TEXT SECTION -
—————

Over-Dependence on Foreign Satellites Could Leave Britain’s Economy Vulnerable

November 24, 2020 Updated: November 24, 2020

Britain’s over-dependence on foreign satellites poses a serious threat that could “wreak havoc” on the country’s economy according to a soon-to-be published report.

Because around 90 percent of the information and communications networks the country’s firms rely on belong to and are controlled by foreign countries the economy is left extremely vulnerable.

That’s according to trade association UKspace which is due to publish a report next week showing that even a short-lived hostile data attack could have catastrophic economic effects, The Telegraph reported on Tuesday.

“Data from satellites has become so critical to our everyday lives that even a temporary disruption would cause an economic blackout of frightening proportions,” Nick Shave, chairman of UKspace reportedly said.

“Investing in our own national capabilities is essential for our future security, but also an opportunity to create new jobs in the UK, driving a stronger recovery across the country.”

Shave’s concerns over cyber vulnerability follow the announcement on Nov. 19 of a new National Cyber Force to enhance capability and “disrupt hostile state activities, terrorists, and criminals threatening the UK’s national security.”

‘Leading, Cutting-Edge Technology’

Defence Secretary Ben Wallace also emphasised the creation of jobs as Britain announced an extra £24.1 billion ($31.8 billion) in a military spending plan that pivoted markedly toward  “leading, cutting-edge technology.”

He said that the spending which will create 40,000 new jobs and help the country’s CCP (Chinese Communist Party) virus-ravaged economy, would be “spreading prosperity to every corner of the UK.”

The emphasis on cybersecurity also follows a warning from one of Britain’s top defence chiefs of the need to understand “what malign actors are doing in space.”

Head of the Royal Air Force, Air Chief Marshal, Sir Mike Wigston told the virtual Defence Space Conference 2020 last week that China’s and Russia’s anti-satellite weapons development threatens both Britain’s critical national security and its everyday life.

—————

EXTRACTED DATA -
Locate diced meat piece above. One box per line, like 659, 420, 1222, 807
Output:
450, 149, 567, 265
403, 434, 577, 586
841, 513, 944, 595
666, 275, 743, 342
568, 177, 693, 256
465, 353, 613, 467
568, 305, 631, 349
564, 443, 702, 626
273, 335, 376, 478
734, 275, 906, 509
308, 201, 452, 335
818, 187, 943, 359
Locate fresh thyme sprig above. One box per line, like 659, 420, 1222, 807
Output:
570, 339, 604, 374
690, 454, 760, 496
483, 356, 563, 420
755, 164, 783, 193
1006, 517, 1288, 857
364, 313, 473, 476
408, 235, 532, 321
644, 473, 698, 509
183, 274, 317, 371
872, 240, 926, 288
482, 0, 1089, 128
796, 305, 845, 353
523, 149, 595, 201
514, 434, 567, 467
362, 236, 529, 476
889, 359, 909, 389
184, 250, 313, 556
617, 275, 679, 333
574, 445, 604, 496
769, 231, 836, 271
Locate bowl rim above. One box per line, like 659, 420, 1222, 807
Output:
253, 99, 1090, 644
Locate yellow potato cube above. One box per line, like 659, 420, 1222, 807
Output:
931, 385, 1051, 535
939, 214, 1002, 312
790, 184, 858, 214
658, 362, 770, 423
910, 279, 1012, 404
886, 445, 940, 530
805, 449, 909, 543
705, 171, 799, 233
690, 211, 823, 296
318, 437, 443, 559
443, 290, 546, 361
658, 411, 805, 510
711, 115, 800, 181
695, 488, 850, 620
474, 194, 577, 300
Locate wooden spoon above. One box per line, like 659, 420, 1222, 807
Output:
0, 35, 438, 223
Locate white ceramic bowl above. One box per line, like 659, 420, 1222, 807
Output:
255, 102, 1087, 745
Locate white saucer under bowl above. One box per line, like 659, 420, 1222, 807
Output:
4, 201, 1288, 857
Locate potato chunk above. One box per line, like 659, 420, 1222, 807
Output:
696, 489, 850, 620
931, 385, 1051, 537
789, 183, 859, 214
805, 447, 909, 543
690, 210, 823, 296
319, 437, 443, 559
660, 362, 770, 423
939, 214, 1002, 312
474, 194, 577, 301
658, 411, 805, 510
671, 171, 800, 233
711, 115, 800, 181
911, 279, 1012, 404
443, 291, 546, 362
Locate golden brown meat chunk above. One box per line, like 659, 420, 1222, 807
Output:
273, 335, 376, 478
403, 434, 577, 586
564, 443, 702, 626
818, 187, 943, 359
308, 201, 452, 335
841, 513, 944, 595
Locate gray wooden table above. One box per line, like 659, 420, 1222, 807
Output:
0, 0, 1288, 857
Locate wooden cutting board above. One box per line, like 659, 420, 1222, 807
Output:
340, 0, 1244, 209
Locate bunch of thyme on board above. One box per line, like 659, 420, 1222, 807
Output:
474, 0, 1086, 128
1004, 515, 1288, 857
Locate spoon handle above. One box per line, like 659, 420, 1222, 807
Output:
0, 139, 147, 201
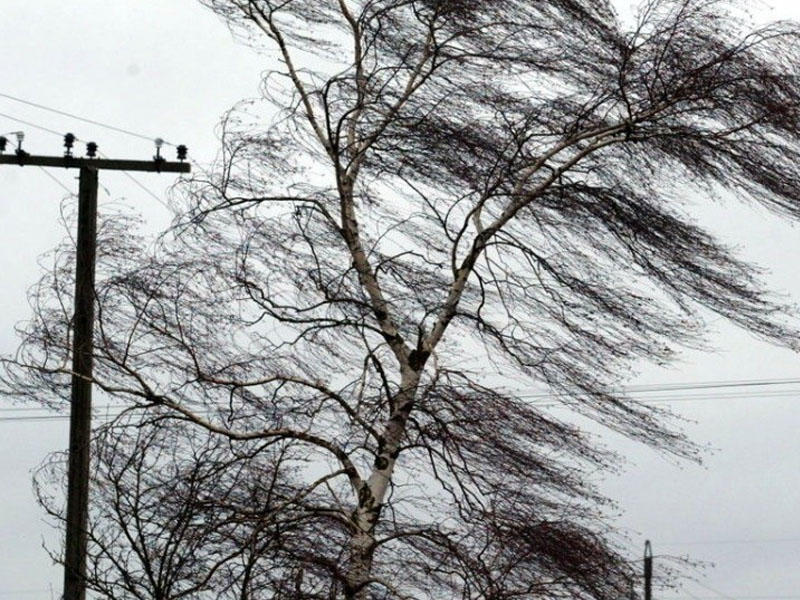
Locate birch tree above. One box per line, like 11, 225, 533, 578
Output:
5, 0, 800, 600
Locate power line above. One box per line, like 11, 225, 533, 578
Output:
0, 113, 66, 141
0, 372, 800, 424
659, 537, 800, 546
0, 92, 175, 146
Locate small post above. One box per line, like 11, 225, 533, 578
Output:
644, 540, 653, 600
64, 167, 98, 600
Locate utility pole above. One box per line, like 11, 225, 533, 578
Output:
644, 540, 653, 600
0, 132, 190, 600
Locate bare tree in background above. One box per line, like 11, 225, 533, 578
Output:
5, 0, 800, 600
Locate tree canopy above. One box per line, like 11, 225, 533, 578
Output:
4, 0, 800, 600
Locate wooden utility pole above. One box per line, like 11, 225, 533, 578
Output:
0, 134, 190, 600
644, 540, 653, 600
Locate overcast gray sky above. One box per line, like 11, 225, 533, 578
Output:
0, 0, 800, 600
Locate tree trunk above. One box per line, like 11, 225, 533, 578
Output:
345, 364, 424, 600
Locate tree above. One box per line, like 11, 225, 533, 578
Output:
5, 0, 800, 600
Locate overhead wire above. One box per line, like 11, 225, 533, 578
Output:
0, 378, 800, 424
0, 92, 175, 146
0, 111, 173, 210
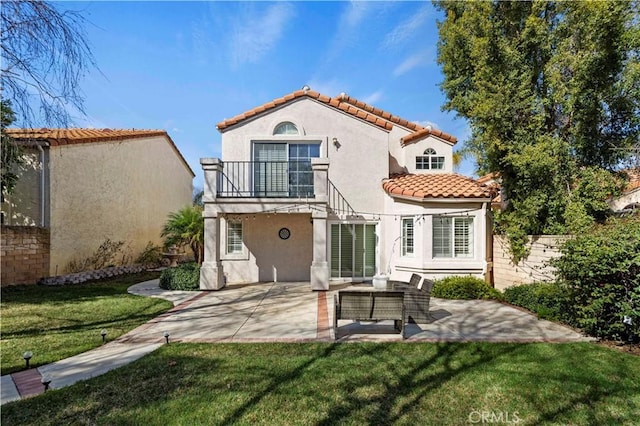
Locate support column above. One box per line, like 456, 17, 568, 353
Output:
311, 158, 329, 203
200, 212, 226, 290
311, 212, 329, 290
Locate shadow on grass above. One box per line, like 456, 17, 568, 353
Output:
2, 343, 640, 425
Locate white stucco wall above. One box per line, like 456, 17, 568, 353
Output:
220, 213, 313, 284
222, 98, 396, 212
401, 136, 453, 173
50, 136, 193, 275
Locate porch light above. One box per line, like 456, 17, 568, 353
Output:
22, 351, 33, 368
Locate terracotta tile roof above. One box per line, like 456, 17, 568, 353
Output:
216, 89, 457, 145
382, 173, 495, 199
5, 128, 195, 176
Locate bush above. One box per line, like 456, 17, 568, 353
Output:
552, 216, 640, 340
136, 241, 162, 265
504, 283, 572, 323
160, 263, 200, 290
431, 276, 502, 300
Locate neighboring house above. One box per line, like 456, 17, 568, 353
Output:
608, 167, 640, 213
200, 86, 493, 290
2, 129, 194, 277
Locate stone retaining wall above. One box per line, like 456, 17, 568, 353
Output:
493, 235, 567, 290
0, 225, 50, 287
38, 265, 147, 285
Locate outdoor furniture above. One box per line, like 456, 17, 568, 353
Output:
333, 287, 405, 339
389, 274, 433, 324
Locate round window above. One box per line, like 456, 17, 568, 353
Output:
278, 228, 291, 240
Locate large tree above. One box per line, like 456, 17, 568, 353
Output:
436, 1, 640, 257
0, 0, 95, 127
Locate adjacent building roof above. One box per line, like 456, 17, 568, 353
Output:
624, 167, 640, 192
382, 173, 495, 200
216, 86, 457, 145
5, 128, 195, 176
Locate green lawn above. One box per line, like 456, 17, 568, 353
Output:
0, 273, 173, 375
2, 343, 640, 426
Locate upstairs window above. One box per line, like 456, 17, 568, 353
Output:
273, 121, 298, 135
416, 148, 444, 170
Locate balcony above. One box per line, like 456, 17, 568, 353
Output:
216, 160, 315, 199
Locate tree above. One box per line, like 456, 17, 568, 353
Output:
0, 0, 95, 127
0, 99, 23, 195
161, 205, 204, 264
436, 1, 640, 259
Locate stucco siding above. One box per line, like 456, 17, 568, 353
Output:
222, 99, 389, 212
50, 137, 193, 275
220, 214, 313, 283
382, 197, 487, 281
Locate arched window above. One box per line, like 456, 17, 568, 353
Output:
273, 121, 298, 135
416, 148, 444, 170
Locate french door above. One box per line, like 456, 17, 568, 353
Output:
330, 223, 377, 279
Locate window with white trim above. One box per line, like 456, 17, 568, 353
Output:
401, 217, 414, 257
416, 148, 444, 170
227, 220, 243, 254
432, 216, 473, 258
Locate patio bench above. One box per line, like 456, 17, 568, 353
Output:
333, 287, 405, 339
389, 274, 433, 324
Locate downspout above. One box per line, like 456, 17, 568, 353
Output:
36, 144, 45, 228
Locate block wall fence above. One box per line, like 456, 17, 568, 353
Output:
493, 235, 568, 290
0, 225, 50, 287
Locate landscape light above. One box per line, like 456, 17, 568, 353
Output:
40, 375, 51, 392
22, 351, 33, 368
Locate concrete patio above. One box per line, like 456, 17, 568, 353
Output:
0, 280, 592, 404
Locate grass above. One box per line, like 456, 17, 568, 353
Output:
0, 273, 173, 375
2, 343, 640, 426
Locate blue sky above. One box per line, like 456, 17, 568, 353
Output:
63, 1, 473, 187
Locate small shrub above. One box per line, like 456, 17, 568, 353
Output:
65, 238, 131, 273
160, 263, 200, 290
551, 216, 640, 340
504, 283, 573, 323
431, 276, 502, 300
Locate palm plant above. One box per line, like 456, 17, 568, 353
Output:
160, 205, 204, 265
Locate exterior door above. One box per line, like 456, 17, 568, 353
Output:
331, 223, 377, 279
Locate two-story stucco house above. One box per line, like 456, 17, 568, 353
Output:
2, 129, 194, 282
200, 86, 493, 290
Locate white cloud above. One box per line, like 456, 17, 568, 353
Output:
231, 2, 294, 66
382, 6, 431, 49
393, 50, 433, 77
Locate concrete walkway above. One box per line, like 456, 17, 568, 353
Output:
0, 280, 591, 404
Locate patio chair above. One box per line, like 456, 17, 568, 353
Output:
393, 274, 433, 324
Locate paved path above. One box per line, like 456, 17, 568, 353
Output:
0, 280, 591, 404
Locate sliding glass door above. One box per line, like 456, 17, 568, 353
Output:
331, 223, 377, 279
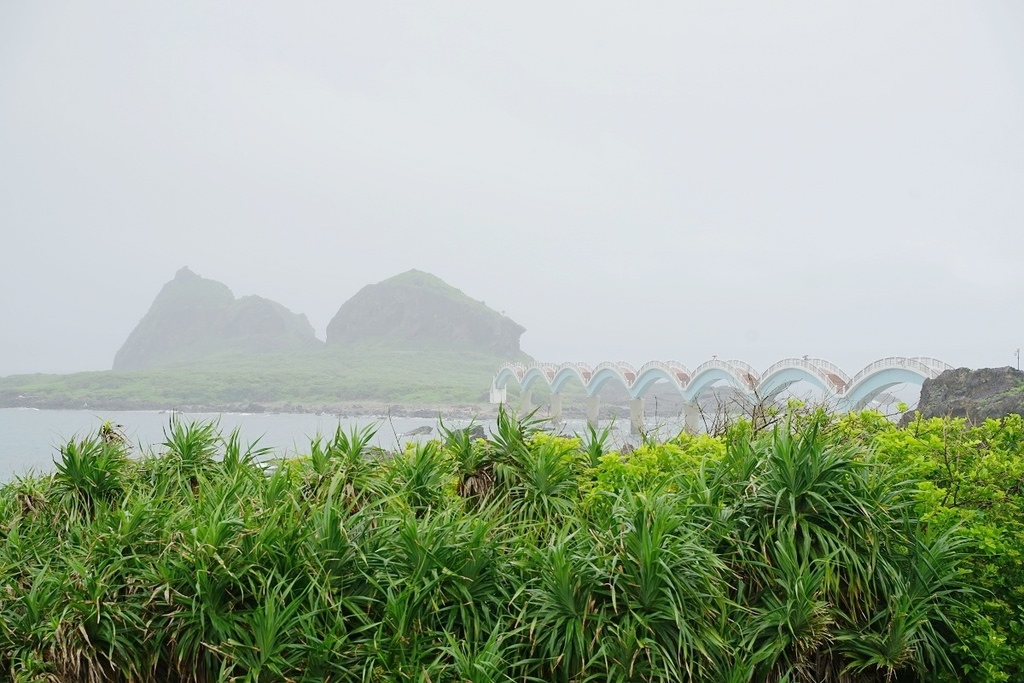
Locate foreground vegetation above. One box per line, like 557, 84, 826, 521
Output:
0, 413, 1024, 682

—————

PROMPT 1 -
Decide whether each statement below agrees with the satellites article. Answer yes or no for each, and quote the words of the article that settle it.
(a) Around 90 percent of the networks that British firms rely on belong to foreign countries.
(b) The new National Cyber Force was announced on Nov. 24.
(c) The military spending plan will create 40,000 new jobs.
PROMPT 2 - Write out the passage of the satellites article that begins with "Britain’s over-dependence on" and ends with "soon-to-be published report.", switching "economy" to "industry".
PROMPT 3 -
Answer these questions from the satellites article.
(a) Who is chairman of UKspace?
(b) How much extra money did Britain announce in its military spending plan?
(c) At what event did Sir Mike Wigston give his warning?

PROBLEM SOLUTION 1 -
(a) Yes: "around 90 percent of the information and communications networks the country’s firms rely on belong to and are controlled by foreign countries"
(b) No: "the announcement on Nov. 19 of a new National Cyber Force"
(c) Yes: "the spending which will create 40,000 new jobs"

PROBLEM SOLUTION 2 -
Britain’s over-dependence on foreign satellites poses a serious threat that could “wreak havoc” on the country’s industry according to a soon-to-be published report.

PROBLEM SOLUTION 3 -
(a) Nick Shave
(b) £24.1 billion ($31.8 billion)
(c) The virtual Defence Space Conference 2020